■ Short exercise A ■
From the essay on truth-tellers, list every person whose career the writer calls ruined.
■ Short exercise B ■
Copy everything from "Approximate Reading Time: 4" down to "and Steve Bannon." in the essay on truth-tellers, swapping "curtain" for "scenes".

■ Extract ■

################

Approximate Reading Time: 4 minutes

Forget Walter Cronkite. The best we’re going to do these days about truth from behind the curtain are Rex Tillerson and Steve Bannon.

We all look to heroes in the form of truth-tellers when our lives seem imperilled, especially by the larger, the more global, forms of threat. When mired in the disorder and chaos of war, or epidemic, or the greater natural catastrophes, we have always found in their words a kind of anchor for our fading sense of security and some glimmer of a chance at survival – if it’s not existential continuity that is jeopardized, too often the threat is to our apprehension of the decay of any hope of the feeling, vague, surely inchoate, but always real, of well-being. This notion that life, despite its hiccups and glitches, its disappoints and frustrations, will somehow overall be OK is possibly as essential to our will to go on as is being free of real and immediate palpable dangers to our lives.

In the past, especially during what is now effectively a two-hundred year epoch of accessible mass communications, first with pamphlets and broadsheets printed cheaply on paper, and more lately with instantaneous digital emissions that appear in the cold glow of our portable screens, we’re turned to those who somehow establish for themselves a quality that goes by various labels, but all of these amounting to some warrant of credibility and trust. With the shaming and exposure of the last crop of avatars of a semblance of truth, maybe better understood as “brands” of what passes for truth – hoist on their own petards of randiness and an arrogance of power; in case I am being too allusive here, I am speaking of the ruined careers of Roger Ailes, Bill O’Reilly, Matt Lauer, and Charlie Rose (not to show any political bias in pointing at skullduggers) – we are losing even the sense of some remnant of the kind of trust that not too many decades ago we placed in the hands and velvet delivery of such seemingly noble individuals as Edward R. Murrow and Walter Cronkite.

################

■ Data block ■
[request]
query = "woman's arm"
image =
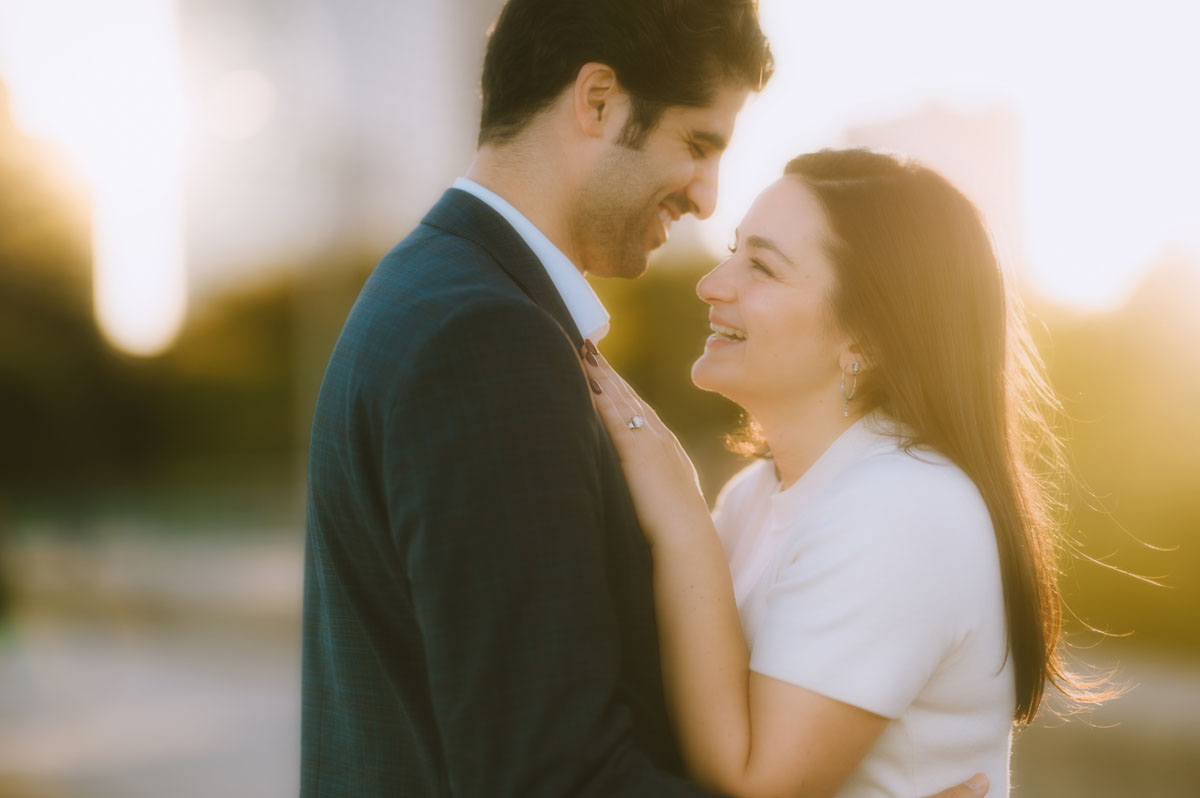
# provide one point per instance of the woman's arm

################

■ Correct answer A ■
Roger Ailes, Bill O’Reilly, Matt Lauer, Charlie Rose

■ Correct answer B ■
Approximate Reading Time: 4 minutes

Forget Walter Cronkite. The best we’re going to do these days about truth from behind the scenes are Rex Tillerson and Steve Bannon.